■ DIRECTIONS ■
Write out the records that appear below, verbatim and complete, but without pictures.
— start —
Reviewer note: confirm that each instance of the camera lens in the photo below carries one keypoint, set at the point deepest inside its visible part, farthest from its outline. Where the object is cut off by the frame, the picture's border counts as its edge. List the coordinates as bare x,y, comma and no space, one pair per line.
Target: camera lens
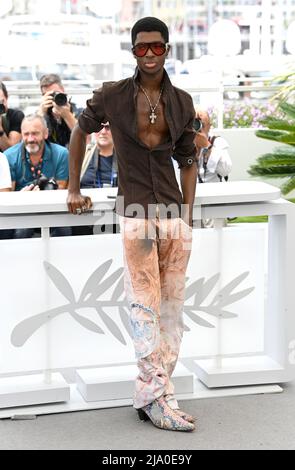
197,124
60,98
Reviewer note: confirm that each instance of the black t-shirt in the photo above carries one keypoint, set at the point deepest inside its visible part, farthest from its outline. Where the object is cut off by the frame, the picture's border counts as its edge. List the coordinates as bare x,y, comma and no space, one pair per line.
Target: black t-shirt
12,120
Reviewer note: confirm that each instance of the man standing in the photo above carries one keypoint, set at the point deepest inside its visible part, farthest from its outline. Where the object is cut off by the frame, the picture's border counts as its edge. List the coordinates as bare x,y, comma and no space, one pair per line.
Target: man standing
10,121
150,121
100,168
55,107
33,158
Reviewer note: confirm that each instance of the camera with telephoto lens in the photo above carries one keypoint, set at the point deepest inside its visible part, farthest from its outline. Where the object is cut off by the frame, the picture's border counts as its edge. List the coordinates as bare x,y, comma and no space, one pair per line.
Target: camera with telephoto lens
4,118
197,124
59,98
45,183
2,108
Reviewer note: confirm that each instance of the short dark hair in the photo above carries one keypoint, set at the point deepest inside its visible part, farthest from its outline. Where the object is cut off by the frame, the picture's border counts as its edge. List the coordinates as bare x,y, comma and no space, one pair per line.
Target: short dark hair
149,23
50,79
4,89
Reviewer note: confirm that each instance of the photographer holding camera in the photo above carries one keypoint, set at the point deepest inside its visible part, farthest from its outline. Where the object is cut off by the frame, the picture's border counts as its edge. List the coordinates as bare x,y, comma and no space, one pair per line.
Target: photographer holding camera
10,121
36,164
56,108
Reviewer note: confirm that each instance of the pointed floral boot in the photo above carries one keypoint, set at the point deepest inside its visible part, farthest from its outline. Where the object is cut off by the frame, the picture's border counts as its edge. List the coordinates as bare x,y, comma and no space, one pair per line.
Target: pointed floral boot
163,417
185,416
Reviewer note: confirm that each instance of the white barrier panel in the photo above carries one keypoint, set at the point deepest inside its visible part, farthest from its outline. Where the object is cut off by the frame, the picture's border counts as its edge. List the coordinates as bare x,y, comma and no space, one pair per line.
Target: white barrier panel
62,304
88,324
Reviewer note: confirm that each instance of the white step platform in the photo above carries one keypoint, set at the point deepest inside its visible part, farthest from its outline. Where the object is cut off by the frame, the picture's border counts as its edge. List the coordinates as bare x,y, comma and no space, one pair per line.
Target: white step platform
32,389
115,383
77,403
236,371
— end —
■ COMPLETED TASK ■
Reviewer note: confirm that each instance of the camera lens in the photo below carries one keypoint, set at the point deepest inside its visible part, farthest from its outline. Where the object is cut off by the frame, the picture's border counts as its edge. List the coordinates as bare x,y, comma and no space, one pair per line.
Target: camera lens
197,124
60,98
Reviewer note: confirm that each instance of the black t-shirt in the photo above carries one keypoint, set at the point deepest inside its visible part, farthest from its outline. Where the object is cut off by the frame, the picture's border counts as its edge. List the coordinates as bare x,y, comma and no space, one pair per line.
Target: black t-shirt
12,120
Reviewer note: confirm that each instance of the man standing in the photo above carries one keypoint, set at the point deepest inside its visible part, farthest from its outline. Where the object is cut off by the frame, the picture's border counts as its edge. List the coordinates as bare x,y, comma and no space, one pair per line.
Target: man standing
10,121
150,121
100,168
55,107
33,158
Reviewer note: confirm that each instance of the camera with telephoto lens in the photo above carries one keypoint, set at the point deepest inside its visible part, farthest from its outline. Where the object is cut off by the frame, the picture's border counts as its edge. List the coordinates as bare x,y, comma and no space, one pair per line.
Target: camera with telephoto lens
4,118
197,124
59,98
45,183
2,108
Reviewer note: confirm that each instance of the short dark hair in the photo above carries one keypoint, set at the point deepest inside its visible part, farthest from its outline. Where the object is cut off by the frame, the picture's border counts as its edge. List the coordinates as bare x,y, comma and no space, one pair per line.
Target: short dark hair
149,23
50,79
4,89
Reviewer note: confirm that each instance of the photographer holding camera in the photo above carries one keypoint, set at the point deepest inside its visible part, farthest from its outline. Where the object is cut off by the frame, the picture's border counts as its edge. List the coordinates as bare x,y, comma and no space, one pair per line.
Target: photographer holding camera
10,121
36,164
56,108
Reviewer note: confirm that each instance of the pointed floral boot in the photo above carries one keypoint, set at the point deepest inside its visible part, farthest from its outline. Where the object is cut off by the frame, the picture's border counts as its edge. List the coordinates as bare x,y, comma and no space, one pair per line.
Target: pointed floral boot
163,417
185,416
Reviewer note: confirm that each instance of the white barrier panel in the photo above carries one keypoint, set at the point deepest inside its visible part, farthest from its outline. Where the object is cut off by the frame, the picture's border counts as its edge. List the coordinates as bare x,y, comma and no space, one pair per line.
Target: white barrier panel
62,304
88,324
Reviewer note: confirm that each instance of the white step platform in the photo above carries one keypoint, set at the point deepest inside its visible part, farthest from its outline. Where the object is cut off by the frame, the picture's border counts as its edge. List the coordinates as bare x,y, comma and no space, one pair per line.
Target: white step platform
32,389
115,383
77,403
236,371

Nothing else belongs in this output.